DATASET ENTRIES
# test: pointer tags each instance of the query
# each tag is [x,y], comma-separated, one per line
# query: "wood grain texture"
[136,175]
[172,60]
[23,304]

HOW TO COMPLETE THIS TASK
All lines with the word "each" should be copied from the material above.

OUTPUT FOR THIS TASK
# test: pointer tags each instance of the query
# each tag is [x,y], comma-separated, one per line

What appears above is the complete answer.